● DATA
⁂

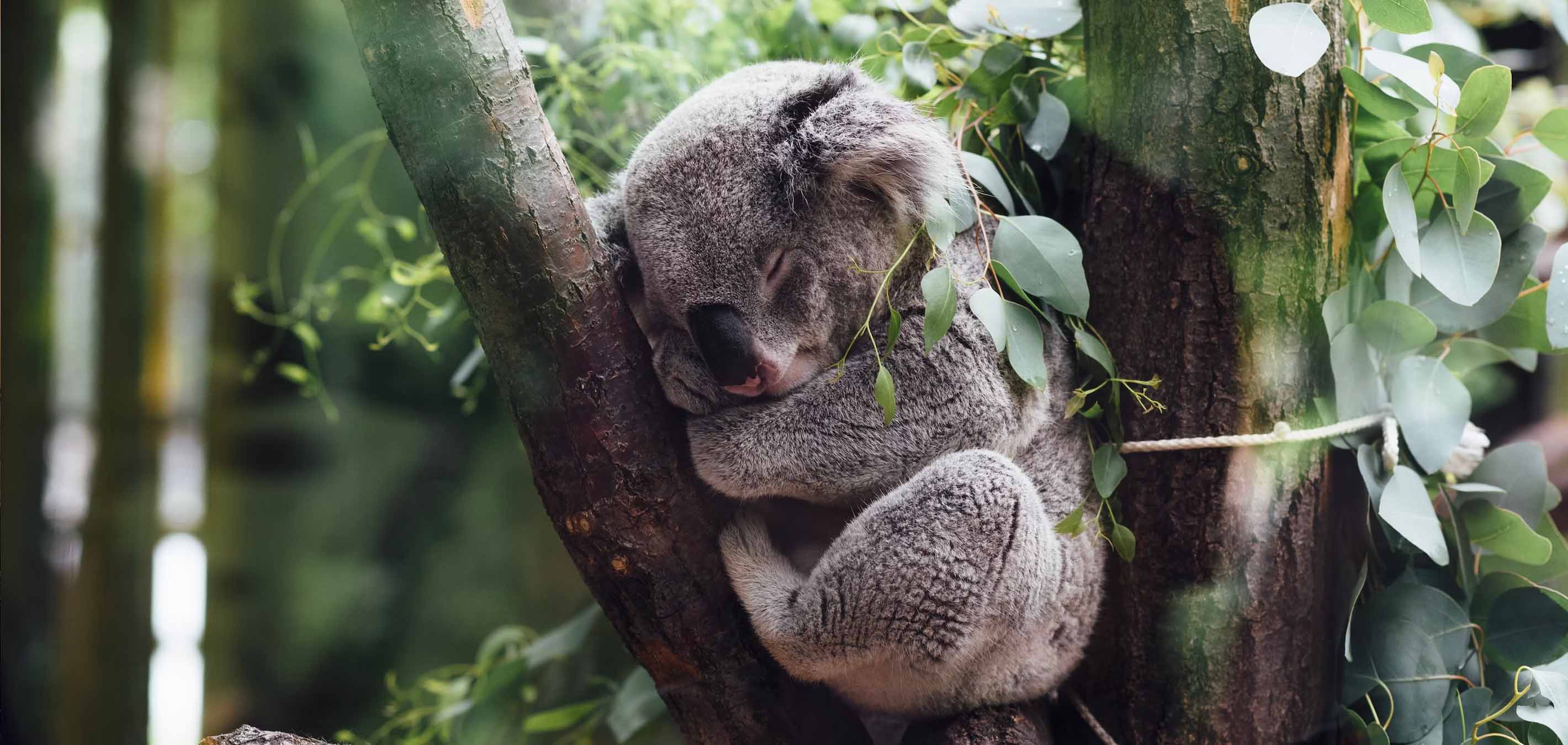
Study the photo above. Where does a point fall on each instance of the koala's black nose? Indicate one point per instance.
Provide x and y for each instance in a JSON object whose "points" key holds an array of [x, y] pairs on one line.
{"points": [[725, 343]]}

⁂

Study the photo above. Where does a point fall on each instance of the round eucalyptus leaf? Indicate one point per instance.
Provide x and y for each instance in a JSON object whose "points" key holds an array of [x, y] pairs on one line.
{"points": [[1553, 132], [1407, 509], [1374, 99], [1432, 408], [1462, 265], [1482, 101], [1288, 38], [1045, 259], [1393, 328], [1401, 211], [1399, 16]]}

⁂

Gather every line above that contains the word "Study".

● ANSWER FOR THIS EXERCISE
Study the photo above. Where does a point fall on each instance of the koala's black nose? Indicate one point per instance.
Study the photo above. Where does a point fall on each instance of the round eucalyptus leaf? Indicate one point per instance.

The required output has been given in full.